> TRY IT
From the line containing "of the purple" down to the last line of the records below, copy every line exactly. Leave out everything before it.

> SUPPLIED MATERIAL
• • • •

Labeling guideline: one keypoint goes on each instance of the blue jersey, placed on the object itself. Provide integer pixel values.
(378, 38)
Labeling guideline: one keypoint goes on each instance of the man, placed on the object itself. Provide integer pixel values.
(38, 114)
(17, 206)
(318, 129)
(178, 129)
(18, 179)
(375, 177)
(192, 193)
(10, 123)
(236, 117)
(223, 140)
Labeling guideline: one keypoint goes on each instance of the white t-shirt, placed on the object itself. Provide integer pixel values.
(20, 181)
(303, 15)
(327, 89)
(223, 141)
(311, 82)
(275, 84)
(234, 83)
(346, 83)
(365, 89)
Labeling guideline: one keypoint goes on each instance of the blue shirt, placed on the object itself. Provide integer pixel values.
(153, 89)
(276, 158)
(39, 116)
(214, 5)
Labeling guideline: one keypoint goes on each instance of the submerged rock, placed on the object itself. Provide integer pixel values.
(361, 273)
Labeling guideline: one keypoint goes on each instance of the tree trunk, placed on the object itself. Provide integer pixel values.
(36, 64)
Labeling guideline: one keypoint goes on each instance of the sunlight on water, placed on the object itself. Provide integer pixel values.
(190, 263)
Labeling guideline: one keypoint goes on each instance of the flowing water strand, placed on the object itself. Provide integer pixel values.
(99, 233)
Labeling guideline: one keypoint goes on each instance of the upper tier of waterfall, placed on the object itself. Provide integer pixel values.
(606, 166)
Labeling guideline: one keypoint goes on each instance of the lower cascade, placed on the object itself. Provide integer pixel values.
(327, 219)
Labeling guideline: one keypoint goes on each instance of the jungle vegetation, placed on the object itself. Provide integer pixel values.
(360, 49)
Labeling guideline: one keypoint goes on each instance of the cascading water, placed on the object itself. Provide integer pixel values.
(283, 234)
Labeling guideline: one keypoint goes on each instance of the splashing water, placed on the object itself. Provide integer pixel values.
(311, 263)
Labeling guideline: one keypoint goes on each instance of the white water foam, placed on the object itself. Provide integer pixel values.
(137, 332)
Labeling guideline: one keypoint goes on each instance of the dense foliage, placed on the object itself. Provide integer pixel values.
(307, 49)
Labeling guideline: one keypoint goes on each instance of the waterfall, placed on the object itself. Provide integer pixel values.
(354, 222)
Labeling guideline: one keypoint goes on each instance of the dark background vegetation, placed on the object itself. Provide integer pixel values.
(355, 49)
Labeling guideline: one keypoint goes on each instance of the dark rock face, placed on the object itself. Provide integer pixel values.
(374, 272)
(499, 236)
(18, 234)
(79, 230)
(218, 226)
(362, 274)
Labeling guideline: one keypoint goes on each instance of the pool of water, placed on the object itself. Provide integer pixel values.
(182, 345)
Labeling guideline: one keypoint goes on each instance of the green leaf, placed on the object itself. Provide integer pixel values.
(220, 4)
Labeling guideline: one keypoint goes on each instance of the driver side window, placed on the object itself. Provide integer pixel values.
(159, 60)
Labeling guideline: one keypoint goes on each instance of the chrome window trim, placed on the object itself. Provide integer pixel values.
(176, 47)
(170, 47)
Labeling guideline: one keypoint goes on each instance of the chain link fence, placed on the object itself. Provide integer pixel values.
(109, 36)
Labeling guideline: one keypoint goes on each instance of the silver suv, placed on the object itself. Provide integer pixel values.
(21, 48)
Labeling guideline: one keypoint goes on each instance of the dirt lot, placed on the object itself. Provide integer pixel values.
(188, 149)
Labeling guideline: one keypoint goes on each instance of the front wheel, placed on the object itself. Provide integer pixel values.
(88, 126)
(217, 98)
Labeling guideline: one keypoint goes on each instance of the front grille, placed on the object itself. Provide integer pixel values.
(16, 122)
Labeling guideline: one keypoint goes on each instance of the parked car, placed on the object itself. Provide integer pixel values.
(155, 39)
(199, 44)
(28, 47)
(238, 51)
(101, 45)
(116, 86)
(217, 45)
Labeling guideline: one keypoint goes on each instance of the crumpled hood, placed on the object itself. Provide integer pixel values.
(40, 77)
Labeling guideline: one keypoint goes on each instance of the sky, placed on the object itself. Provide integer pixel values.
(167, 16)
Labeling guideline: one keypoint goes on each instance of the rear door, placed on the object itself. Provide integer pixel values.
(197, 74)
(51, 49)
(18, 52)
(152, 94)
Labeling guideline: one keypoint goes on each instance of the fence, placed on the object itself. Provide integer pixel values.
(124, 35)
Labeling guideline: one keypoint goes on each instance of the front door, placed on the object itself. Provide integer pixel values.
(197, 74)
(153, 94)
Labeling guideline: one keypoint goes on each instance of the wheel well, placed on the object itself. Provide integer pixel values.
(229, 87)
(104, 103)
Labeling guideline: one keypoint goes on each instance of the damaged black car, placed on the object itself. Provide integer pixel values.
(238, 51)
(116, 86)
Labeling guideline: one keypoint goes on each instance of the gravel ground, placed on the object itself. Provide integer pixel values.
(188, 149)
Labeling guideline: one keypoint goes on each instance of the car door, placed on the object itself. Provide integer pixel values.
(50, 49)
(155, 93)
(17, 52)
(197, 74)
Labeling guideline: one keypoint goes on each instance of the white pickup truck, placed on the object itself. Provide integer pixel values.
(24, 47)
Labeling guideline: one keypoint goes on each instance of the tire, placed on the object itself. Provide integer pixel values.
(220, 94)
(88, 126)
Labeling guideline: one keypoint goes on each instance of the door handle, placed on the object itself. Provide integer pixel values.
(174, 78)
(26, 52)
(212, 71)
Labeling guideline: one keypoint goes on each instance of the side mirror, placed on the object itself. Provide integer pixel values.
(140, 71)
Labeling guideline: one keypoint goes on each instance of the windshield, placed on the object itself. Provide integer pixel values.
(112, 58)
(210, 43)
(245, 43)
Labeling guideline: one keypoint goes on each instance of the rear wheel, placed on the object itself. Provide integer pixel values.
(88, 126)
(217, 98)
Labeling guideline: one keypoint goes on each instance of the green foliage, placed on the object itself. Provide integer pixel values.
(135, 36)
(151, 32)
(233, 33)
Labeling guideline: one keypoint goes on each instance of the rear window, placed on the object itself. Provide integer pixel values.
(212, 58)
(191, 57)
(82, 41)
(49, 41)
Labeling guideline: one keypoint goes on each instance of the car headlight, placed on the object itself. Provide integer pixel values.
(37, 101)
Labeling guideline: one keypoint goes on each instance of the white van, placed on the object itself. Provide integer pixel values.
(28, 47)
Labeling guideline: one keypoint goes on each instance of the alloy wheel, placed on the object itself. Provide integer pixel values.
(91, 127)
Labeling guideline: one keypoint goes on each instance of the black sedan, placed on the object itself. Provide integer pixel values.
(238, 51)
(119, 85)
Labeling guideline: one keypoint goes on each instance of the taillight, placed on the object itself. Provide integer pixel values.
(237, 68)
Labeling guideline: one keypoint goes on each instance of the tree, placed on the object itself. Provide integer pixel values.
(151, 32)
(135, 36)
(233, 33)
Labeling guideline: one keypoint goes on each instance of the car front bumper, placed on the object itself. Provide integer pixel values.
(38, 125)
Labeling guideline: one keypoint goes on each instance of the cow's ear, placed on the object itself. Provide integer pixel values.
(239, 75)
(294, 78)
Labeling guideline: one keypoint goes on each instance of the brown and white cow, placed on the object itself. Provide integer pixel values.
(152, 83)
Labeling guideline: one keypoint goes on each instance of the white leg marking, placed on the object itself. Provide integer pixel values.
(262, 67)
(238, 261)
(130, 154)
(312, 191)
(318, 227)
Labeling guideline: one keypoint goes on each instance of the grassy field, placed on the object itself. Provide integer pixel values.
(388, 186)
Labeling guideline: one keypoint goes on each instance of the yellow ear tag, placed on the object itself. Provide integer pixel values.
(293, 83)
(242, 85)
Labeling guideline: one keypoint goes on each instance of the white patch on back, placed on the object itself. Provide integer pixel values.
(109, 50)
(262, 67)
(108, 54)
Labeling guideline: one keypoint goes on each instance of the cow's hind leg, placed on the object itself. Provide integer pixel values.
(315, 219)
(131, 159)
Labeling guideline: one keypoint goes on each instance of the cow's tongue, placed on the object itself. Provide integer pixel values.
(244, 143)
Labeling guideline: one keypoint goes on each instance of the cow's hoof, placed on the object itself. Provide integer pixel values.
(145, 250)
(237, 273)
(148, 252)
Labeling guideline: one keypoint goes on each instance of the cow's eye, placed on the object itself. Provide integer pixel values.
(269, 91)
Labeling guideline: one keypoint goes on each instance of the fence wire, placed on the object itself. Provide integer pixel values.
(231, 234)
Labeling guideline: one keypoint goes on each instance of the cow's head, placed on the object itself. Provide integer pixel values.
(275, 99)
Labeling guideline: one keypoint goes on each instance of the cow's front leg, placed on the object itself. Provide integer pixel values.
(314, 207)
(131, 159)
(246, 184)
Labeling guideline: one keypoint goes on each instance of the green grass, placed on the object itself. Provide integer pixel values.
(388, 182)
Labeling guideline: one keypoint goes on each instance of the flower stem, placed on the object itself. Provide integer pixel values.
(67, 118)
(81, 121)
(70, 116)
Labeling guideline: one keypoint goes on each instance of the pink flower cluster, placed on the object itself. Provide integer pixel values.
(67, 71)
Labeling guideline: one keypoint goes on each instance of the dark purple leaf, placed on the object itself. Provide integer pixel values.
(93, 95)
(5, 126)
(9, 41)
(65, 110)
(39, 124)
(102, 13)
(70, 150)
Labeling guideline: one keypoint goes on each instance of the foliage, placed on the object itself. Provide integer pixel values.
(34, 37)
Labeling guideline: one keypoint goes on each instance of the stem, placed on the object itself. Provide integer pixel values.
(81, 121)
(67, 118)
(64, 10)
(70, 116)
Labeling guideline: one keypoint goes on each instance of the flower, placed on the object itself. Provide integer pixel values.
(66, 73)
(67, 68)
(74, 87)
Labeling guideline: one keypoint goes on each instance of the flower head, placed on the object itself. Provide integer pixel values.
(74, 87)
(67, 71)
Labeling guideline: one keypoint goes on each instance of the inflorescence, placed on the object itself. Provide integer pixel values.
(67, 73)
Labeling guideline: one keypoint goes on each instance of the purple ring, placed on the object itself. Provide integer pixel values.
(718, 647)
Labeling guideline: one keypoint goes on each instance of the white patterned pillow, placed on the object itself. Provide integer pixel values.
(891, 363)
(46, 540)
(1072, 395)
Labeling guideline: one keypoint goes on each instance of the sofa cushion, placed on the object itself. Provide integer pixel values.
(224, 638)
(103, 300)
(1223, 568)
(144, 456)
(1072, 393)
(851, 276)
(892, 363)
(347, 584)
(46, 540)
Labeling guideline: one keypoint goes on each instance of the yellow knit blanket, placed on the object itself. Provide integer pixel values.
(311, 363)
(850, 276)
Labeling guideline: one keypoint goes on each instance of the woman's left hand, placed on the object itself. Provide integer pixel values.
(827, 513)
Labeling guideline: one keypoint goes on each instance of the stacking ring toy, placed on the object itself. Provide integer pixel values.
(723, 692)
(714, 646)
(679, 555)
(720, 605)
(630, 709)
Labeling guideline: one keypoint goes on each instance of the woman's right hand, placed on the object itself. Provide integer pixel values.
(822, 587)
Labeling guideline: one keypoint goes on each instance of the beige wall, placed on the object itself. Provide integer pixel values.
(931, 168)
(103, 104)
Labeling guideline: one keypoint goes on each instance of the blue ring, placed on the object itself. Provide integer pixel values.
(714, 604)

• • • •

> ANSWER TO THIS PROBLEM
Labeling guideline: one keypoint goes on each instance of the purple ring, placed on the object itself. Provide integer pixel values.
(718, 647)
Labeling guideline: one keypoint goes on each instance of the white patterned pillow, placed on the object itself. Provide integer pixel values.
(891, 363)
(46, 540)
(1072, 395)
Labeling guideline: one keypoint goes on each instance of the sofa cushion, placed on the object itself. Provide integer pixel values.
(224, 638)
(103, 300)
(1223, 568)
(144, 456)
(1072, 393)
(851, 276)
(892, 363)
(347, 584)
(46, 540)
Labeling guideline: one keypoint goes on each instance of the yellow knit blanket, placed on the object itself. Provide integer pixel values.
(311, 363)
(850, 276)
Labeling guideline: one keypoint goes on each instance of the woman's left hand, placed on the object itself. Provide integer pixel values.
(827, 513)
Labeling guideline: one keypoint goes on each instance of the stacking ring toy, placed on the object itself. Provide integer pixel values.
(723, 692)
(714, 646)
(679, 555)
(720, 605)
(630, 709)
Labeling guideline: one keypoint goes on each instance of the woman's right hand, placed on the object itself. Provide integer pixel values.
(822, 587)
Labeling guideline: one keypoint goes on each instance of the beige wall, placed on the object itself. Provide integer pixel values.
(931, 168)
(103, 104)
Labeling guideline: one keypoint goes on each instance of the blue ring, placed on the object itself. Provide integer pixel values.
(714, 604)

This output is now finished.